**Aim of the exercise:** Retype the line containing "Query: officer raising arm" and each later line through the end of the listing, exactly as written, with no other lines.

**Provided data:**
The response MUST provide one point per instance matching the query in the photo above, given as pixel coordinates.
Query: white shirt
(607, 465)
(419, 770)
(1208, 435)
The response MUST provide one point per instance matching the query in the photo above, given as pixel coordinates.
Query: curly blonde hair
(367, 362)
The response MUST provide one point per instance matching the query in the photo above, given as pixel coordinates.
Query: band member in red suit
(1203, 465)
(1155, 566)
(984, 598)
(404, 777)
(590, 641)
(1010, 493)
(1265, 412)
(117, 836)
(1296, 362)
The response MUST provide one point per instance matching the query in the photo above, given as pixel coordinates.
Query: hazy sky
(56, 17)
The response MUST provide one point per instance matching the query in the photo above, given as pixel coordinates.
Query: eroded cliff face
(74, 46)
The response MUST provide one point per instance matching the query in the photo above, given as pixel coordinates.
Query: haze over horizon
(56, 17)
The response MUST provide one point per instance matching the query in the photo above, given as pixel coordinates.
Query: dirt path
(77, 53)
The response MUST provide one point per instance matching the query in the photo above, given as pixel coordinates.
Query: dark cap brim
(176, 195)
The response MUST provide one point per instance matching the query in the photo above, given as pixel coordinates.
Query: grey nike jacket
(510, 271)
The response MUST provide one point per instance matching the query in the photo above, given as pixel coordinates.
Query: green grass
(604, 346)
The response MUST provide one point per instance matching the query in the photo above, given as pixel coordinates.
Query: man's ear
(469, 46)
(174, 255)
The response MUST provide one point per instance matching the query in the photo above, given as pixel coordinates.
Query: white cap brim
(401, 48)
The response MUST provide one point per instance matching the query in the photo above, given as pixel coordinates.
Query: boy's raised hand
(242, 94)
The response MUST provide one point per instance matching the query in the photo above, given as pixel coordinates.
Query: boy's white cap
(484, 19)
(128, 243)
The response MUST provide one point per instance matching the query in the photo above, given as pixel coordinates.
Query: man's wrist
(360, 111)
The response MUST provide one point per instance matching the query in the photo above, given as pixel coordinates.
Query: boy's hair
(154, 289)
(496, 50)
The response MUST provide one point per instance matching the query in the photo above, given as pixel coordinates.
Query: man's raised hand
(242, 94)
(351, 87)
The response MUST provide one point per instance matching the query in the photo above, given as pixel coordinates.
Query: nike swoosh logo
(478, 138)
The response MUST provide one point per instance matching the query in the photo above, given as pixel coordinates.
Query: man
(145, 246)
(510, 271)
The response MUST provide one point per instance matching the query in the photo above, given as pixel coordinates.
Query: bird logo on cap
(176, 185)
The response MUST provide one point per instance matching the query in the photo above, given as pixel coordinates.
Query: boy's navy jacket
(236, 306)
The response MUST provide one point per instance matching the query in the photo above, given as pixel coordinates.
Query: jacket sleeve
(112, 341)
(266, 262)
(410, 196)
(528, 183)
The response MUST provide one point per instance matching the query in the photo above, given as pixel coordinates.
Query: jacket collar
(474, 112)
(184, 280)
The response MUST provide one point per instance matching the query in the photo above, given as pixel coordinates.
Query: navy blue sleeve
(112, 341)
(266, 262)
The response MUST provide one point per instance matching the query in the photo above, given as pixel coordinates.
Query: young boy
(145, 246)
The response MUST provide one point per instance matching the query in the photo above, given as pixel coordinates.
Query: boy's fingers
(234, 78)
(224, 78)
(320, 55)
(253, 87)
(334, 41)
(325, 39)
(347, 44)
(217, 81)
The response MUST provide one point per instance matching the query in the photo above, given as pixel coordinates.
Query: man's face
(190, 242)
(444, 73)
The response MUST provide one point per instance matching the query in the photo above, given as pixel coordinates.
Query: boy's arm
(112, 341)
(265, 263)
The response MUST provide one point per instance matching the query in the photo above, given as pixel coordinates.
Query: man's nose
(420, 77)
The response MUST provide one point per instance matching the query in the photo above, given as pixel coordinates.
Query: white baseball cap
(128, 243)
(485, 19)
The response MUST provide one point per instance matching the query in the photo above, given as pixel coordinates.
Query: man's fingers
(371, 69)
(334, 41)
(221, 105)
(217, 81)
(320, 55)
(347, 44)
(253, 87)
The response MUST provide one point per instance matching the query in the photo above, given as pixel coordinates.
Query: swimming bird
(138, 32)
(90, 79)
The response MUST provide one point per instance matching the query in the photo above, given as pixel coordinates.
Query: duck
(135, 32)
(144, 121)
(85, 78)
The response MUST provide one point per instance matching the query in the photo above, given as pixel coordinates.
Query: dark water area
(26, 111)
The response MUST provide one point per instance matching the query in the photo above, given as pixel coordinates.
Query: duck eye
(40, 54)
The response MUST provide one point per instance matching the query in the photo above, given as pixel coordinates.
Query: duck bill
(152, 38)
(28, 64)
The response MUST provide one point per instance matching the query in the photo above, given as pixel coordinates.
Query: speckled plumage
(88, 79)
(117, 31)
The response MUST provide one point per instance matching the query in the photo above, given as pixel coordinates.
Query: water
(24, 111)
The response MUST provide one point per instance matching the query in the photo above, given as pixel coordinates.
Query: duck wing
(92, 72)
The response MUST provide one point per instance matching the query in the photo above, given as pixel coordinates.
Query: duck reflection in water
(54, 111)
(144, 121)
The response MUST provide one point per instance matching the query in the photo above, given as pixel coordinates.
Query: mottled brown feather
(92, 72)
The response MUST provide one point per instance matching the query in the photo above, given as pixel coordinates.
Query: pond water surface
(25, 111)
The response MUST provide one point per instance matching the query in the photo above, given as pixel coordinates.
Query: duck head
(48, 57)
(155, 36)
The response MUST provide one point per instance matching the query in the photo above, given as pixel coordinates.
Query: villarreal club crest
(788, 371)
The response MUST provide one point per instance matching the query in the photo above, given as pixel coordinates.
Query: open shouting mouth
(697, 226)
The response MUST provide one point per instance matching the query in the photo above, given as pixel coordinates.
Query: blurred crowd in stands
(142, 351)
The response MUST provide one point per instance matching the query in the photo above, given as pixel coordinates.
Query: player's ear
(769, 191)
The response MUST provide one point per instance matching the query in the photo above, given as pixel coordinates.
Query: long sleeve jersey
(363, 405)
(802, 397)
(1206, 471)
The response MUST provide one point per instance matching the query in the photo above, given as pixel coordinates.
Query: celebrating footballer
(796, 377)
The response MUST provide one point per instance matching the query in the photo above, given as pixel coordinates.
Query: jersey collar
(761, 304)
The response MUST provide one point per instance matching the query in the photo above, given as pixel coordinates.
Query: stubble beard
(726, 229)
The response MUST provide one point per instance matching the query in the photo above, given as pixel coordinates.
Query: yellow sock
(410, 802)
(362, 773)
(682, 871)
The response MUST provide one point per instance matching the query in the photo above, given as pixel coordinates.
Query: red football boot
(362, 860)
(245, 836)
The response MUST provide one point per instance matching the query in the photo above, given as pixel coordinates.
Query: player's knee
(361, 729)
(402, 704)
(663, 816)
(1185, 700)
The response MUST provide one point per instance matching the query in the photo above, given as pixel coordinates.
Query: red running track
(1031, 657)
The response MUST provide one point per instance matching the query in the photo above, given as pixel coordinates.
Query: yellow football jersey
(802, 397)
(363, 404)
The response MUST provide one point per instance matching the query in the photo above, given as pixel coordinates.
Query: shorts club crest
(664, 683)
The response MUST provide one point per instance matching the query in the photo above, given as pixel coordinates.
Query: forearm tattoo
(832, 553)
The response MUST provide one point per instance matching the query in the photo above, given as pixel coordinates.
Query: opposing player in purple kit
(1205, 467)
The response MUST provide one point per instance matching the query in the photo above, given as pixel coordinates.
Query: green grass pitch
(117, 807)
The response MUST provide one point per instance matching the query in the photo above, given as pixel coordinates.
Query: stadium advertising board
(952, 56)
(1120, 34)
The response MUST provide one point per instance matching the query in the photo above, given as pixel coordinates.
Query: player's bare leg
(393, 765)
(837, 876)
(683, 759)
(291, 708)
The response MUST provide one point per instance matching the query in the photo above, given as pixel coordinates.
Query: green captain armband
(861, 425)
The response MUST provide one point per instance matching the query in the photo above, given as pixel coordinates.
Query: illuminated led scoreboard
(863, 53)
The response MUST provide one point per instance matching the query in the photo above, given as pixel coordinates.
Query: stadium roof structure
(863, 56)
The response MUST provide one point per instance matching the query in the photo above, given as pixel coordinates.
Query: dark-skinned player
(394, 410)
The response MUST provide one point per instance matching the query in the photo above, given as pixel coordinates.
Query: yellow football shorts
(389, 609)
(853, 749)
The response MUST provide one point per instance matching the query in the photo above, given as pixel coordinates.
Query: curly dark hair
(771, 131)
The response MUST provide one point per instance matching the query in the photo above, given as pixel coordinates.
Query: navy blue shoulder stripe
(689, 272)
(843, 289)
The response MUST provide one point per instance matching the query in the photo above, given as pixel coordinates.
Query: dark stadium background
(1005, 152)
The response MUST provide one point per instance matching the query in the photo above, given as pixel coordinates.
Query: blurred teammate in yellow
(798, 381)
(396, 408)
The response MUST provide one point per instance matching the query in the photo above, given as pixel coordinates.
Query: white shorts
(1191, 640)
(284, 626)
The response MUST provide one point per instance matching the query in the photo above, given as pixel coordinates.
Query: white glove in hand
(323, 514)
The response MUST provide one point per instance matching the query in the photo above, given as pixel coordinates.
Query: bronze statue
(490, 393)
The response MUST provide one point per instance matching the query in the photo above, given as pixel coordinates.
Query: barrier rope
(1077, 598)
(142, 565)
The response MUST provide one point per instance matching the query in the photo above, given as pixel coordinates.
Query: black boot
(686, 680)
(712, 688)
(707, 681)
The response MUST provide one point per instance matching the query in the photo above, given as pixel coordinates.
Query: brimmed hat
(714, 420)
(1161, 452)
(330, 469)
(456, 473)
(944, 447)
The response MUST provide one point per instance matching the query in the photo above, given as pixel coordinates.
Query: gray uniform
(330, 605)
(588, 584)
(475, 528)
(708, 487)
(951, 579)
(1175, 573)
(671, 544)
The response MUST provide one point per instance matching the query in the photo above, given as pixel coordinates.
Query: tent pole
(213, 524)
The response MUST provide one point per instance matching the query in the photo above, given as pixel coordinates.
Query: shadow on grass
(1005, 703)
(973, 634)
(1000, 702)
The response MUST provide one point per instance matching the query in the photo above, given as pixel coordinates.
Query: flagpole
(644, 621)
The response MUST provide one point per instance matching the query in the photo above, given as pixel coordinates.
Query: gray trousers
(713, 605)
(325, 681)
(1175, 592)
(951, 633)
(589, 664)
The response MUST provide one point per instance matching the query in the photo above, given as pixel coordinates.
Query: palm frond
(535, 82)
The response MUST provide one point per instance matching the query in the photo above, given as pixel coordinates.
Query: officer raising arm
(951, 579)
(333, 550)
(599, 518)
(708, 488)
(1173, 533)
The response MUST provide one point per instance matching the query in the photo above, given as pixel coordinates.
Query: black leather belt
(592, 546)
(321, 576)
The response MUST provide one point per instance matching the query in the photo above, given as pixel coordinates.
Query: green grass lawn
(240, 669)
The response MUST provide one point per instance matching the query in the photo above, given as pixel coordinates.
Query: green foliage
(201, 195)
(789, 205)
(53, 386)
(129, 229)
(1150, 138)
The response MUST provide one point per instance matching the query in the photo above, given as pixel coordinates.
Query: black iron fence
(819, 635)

**Solution to the exercise:**
Query: officer raising arm
(951, 579)
(333, 550)
(599, 518)
(708, 488)
(1173, 533)
The response MUST provide one point per instance matching the query in the photo above, given as pixel coordinates.
Query: black leather belt
(592, 546)
(321, 576)
The response MUST provide one point per instance matching the query in the photo above, given as pixel coordinates.
Query: green grass lawn
(240, 669)
The response MUST provide one point per instance matching the query in the photo above, given as pixel coordinates.
Query: green foliage
(201, 195)
(789, 205)
(53, 386)
(129, 229)
(1150, 138)
The response MUST provide one point per instance matching the query in the photo above, given as pixel coordinates.
Query: black iron fence
(819, 635)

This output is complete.